## Stated task
Reproduce the passage below on Embree's arm64 support in full, word for word.

Starting with Embree v3.13.0, released in May 2021, the official main Embree project now has also gained full support for arm64 NEON; I have since switched Takua Renderer’s arm64 builds from using the Embree-aarch64 fork to using the new official arm64 support in Embree v3.13.0. The approach the official Embree project takes is directly based off of the work that Syoyo Fujita and others did in the Embree-aarch64 fork; sse2neon is used to emulate SSE, and the same math precision improvements that were made in Embree-aarch64 were also adopted upstream by the official Embree project. Much like Embree-aarch64, the arm64 NEON backend for Embree v3.13.0 does not include ISPC support, even though ISPC has an arm64 NEON backend as well; maybe this will come in the future. Brecht Van Lommel from the Blender project seems to have done most of the work to upstream Embree-aarch64’s changes, with additional work and additional optimizations from Sven Woop on the Intel Embree team. Interestingly and excitingly, Apple also recently submitted a patch to the official Embree project that adds AVX2 support on arm64 by treating each 8-wide AVX value as a pair of 4-wide NEON values.

(More) Differences in arm64 versus x86-64

In my previous post and in this post, I’ve covered a bunch of interesting differences and quirks that I ran into and had to take into account while porting from x86-64 to arm64. There are, of course, far more differences that I didn’t touch on. However, in this small section, I thought I’d list a couple more small but interesting differences that I ran into and had to think about.

## Entries shown
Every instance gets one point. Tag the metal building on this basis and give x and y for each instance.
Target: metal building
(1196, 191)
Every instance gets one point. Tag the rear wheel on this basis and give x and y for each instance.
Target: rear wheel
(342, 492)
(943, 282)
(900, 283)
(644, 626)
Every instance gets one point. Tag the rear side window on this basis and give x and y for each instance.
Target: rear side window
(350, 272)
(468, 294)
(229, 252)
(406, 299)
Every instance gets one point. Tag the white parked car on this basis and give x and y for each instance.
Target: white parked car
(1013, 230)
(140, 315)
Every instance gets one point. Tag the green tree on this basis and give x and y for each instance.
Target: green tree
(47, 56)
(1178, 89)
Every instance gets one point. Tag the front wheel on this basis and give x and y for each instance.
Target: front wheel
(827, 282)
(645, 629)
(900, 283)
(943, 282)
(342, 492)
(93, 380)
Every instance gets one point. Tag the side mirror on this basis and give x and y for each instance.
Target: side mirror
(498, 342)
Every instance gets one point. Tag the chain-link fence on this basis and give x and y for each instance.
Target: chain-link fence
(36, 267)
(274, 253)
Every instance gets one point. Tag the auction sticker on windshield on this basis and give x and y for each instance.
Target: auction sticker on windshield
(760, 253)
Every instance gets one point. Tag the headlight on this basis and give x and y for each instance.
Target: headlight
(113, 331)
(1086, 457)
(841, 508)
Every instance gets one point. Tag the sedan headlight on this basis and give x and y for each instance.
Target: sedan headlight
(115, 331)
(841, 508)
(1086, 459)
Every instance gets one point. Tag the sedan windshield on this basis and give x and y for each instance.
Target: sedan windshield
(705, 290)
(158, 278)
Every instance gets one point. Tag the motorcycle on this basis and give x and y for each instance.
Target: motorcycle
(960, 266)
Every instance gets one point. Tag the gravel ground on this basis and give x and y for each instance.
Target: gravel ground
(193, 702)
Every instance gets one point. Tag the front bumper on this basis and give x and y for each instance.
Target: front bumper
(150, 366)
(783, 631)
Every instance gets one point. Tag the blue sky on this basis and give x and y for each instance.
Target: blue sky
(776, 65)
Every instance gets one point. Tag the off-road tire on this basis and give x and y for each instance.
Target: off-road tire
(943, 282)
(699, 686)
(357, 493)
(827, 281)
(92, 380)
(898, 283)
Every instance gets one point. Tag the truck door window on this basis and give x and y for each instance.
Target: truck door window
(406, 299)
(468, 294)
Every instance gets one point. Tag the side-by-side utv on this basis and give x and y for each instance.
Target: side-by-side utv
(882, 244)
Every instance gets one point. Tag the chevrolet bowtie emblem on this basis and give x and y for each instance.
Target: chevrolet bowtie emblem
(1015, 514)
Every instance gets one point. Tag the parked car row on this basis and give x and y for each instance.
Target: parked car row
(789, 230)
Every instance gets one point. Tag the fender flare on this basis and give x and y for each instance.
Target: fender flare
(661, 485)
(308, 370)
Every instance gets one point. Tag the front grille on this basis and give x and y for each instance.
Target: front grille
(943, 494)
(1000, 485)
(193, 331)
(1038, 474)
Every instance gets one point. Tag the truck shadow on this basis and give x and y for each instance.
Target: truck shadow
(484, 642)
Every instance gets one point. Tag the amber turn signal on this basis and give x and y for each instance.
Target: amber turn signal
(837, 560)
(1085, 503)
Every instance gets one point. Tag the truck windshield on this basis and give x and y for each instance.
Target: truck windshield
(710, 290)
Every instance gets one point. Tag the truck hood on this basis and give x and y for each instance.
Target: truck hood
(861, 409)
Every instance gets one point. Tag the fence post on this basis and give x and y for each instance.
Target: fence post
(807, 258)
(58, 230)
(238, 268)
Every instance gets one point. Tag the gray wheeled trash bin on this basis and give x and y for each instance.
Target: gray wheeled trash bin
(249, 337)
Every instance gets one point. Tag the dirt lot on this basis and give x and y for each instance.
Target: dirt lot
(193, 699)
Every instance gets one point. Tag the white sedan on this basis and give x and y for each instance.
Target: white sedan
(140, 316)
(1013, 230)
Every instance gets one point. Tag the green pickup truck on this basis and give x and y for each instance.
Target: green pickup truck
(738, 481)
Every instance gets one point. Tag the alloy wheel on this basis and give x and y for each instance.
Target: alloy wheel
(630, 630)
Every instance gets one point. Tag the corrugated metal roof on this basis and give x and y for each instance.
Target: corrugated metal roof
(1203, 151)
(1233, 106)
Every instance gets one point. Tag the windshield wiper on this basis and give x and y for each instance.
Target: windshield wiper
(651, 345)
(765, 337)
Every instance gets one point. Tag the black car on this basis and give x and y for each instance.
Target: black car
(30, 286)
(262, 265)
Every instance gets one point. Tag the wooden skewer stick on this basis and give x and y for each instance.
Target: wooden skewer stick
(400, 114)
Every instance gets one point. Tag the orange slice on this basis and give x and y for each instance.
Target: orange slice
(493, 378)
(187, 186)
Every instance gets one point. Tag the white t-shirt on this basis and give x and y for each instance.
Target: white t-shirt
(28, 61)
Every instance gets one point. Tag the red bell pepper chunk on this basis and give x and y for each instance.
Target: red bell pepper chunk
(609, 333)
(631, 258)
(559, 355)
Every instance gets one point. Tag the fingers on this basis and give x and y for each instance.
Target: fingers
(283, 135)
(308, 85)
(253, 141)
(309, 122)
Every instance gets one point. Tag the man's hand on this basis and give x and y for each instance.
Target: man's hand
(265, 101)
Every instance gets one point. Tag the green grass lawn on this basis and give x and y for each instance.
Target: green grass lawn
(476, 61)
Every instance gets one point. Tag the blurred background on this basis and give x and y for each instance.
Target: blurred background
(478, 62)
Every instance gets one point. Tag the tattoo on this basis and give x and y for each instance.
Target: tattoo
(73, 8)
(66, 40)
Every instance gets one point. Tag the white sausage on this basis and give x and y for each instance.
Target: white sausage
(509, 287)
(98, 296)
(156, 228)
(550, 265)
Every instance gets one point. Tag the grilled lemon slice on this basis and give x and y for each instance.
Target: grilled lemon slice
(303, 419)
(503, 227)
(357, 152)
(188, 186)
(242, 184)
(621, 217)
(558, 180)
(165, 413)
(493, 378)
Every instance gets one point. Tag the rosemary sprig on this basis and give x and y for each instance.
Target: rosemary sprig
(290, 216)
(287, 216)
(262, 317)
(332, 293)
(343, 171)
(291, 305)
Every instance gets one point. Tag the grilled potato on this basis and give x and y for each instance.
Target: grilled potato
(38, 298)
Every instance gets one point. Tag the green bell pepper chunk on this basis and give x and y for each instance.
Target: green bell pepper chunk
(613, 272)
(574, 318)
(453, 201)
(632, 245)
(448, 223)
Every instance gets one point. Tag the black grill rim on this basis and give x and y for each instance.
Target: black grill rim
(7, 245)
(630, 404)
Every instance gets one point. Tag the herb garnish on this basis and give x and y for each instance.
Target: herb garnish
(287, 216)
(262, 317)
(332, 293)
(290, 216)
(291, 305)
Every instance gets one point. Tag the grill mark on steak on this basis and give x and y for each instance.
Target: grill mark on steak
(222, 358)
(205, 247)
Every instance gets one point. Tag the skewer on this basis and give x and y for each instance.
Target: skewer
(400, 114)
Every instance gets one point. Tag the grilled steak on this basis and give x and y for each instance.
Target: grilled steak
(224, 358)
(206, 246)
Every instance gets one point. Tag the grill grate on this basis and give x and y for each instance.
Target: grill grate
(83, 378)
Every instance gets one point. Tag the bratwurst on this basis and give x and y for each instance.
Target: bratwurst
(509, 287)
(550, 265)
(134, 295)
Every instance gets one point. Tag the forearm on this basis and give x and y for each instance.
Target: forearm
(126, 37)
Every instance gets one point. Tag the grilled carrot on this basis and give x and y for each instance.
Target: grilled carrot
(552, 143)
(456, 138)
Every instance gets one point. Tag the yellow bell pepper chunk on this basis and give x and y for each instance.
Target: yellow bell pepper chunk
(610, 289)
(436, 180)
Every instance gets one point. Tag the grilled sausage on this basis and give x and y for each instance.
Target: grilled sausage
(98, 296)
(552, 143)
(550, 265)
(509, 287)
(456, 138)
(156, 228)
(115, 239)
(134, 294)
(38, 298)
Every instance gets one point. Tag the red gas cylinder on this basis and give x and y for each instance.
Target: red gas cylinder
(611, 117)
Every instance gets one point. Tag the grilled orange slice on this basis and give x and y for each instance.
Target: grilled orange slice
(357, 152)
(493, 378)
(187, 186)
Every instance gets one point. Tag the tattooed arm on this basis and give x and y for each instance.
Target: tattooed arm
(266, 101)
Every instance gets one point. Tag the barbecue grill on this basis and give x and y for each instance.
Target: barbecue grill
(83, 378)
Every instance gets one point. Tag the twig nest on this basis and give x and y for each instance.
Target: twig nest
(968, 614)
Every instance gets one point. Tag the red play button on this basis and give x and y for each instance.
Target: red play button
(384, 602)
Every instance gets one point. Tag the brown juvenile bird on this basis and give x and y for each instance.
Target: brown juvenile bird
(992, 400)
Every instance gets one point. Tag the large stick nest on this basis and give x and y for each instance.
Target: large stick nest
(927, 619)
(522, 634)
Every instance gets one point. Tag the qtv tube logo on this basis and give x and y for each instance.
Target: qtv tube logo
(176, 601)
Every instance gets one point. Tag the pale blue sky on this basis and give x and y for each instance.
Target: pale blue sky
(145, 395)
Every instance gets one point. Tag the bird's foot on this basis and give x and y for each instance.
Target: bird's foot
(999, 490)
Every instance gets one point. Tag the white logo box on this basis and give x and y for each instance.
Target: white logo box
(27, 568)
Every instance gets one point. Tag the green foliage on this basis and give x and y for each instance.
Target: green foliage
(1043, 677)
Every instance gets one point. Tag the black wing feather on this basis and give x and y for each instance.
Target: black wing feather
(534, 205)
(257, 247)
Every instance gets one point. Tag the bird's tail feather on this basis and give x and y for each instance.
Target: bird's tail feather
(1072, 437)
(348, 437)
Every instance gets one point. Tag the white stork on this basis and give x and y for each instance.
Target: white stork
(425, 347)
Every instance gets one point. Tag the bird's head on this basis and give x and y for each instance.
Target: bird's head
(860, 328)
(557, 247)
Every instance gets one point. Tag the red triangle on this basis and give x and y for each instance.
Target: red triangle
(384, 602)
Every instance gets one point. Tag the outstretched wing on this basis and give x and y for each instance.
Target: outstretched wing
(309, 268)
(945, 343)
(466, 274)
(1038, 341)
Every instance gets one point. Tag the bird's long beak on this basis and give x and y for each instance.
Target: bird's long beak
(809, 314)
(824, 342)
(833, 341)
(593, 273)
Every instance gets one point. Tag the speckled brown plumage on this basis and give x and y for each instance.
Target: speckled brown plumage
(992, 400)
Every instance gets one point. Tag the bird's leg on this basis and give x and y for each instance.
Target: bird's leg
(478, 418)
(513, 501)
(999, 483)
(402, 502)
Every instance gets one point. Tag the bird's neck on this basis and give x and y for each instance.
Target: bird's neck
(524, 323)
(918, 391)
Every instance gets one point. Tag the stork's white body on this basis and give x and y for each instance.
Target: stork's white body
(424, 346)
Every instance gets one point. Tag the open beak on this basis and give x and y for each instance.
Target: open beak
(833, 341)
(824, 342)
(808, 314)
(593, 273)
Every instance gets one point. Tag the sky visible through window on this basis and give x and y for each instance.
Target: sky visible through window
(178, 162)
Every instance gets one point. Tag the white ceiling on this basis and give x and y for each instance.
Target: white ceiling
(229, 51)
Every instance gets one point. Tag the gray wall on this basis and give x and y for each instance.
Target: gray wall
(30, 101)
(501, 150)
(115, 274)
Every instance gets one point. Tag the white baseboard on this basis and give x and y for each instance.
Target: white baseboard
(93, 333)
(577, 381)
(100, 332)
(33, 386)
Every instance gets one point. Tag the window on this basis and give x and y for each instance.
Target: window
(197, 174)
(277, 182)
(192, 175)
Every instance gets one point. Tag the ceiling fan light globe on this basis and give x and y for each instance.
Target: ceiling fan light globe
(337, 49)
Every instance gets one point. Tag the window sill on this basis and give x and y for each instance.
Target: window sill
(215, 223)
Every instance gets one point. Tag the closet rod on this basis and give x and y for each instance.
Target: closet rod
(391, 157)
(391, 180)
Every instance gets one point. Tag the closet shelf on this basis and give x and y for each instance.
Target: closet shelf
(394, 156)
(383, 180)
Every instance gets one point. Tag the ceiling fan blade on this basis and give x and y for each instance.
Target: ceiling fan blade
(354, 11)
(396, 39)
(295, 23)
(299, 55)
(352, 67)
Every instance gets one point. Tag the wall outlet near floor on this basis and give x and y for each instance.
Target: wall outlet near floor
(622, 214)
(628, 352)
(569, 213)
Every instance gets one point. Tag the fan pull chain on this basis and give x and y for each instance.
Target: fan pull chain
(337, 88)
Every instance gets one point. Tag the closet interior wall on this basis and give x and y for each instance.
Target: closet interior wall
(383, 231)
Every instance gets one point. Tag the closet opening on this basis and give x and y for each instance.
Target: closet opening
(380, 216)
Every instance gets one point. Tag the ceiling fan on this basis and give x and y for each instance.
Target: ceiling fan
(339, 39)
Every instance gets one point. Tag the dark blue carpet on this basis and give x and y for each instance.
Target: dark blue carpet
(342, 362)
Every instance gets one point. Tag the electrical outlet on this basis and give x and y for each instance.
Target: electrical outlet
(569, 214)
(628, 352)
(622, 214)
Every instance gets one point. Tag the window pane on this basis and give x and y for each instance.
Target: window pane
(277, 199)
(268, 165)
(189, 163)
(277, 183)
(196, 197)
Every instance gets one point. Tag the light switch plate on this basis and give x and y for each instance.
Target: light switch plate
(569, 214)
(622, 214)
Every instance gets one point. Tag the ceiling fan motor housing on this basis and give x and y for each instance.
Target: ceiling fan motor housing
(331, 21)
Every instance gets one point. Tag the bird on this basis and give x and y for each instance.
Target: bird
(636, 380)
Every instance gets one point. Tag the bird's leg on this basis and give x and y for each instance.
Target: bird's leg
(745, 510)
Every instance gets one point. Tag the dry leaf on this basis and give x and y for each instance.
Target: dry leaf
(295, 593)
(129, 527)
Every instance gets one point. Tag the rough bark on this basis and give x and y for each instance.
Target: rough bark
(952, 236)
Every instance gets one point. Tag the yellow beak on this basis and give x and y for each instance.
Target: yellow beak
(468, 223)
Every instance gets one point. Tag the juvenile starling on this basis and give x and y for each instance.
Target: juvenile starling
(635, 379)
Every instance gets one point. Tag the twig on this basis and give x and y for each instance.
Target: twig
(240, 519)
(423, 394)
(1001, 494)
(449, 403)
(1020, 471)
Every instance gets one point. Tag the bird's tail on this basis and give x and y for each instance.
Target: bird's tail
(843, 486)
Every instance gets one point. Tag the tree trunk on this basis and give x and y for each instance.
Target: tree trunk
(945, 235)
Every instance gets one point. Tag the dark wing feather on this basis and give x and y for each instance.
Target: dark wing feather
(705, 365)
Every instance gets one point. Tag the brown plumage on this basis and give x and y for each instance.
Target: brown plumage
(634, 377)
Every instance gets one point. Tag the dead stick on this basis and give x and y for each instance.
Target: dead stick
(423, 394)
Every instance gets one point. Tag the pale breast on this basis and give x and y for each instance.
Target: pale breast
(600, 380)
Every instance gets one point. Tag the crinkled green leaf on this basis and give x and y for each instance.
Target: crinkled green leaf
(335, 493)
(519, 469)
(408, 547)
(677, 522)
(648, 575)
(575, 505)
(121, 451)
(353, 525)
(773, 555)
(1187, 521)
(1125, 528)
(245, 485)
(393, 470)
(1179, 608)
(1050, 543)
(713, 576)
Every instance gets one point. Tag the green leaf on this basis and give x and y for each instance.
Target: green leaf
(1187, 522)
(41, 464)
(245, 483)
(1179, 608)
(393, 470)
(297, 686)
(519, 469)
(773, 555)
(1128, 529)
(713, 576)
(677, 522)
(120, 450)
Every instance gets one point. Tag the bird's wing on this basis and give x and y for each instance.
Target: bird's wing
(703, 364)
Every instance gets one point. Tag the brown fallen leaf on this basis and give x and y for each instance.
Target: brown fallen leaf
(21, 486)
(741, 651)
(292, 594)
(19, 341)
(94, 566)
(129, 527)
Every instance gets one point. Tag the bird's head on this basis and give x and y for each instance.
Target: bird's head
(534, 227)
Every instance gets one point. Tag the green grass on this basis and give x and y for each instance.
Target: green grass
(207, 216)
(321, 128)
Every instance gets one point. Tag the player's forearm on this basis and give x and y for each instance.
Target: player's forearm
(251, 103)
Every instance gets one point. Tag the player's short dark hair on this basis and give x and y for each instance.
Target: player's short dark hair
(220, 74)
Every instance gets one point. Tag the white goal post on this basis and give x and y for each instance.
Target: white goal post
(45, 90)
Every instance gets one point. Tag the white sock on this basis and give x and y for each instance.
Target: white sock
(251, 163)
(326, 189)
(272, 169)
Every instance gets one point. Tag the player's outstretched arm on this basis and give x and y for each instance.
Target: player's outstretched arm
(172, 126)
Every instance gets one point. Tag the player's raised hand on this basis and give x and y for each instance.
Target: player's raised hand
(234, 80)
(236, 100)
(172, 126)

## The completed task
Starting with Embree v3.13.0, released in May 2021, the official main Embree project now has also gained full support for arm64 NEON; I have since switched Takua Renderer’s arm64 builds from using the Embree-aarch64 fork to using the new official arm64 support in Embree v3.13.0. The approach the official Embree project takes is directly based off of the work that Syoyo Fujita and others did in the Embree-aarch64 fork; sse2neon is used to emulate SSE, and the same math precision improvements that were made in Embree-aarch64 were also adopted upstream by the official Embree project. Much like Embree-aarch64, the arm64 NEON backend for Embree v3.13.0 does not include ISPC support, even though ISPC has an arm64 NEON backend as well; maybe this will come in the future. Brecht Van Lommel from the Blender project seems to have done most of the work to upstream Embree-aarch64’s changes, with additional work and additional optimizations from Sven Woop on the Intel Embree team. Interestingly and excitingly, Apple also recently submitted a patch to the official Embree project that adds AVX2 support on arm64 by treating each 8-wide AVX value as a pair of 4-wide NEON values.

(More) Differences in arm64 versus x86-64

In my previous post and in this post, I’ve covered a bunch of interesting differences and quirks that I ran into and had to take into account while porting from x86-64 to arm64. There are, of course, far more differences that I didn’t touch on. However, in this small section, I thought I’d list a couple more small but interesting differences that I ran into and had to think about.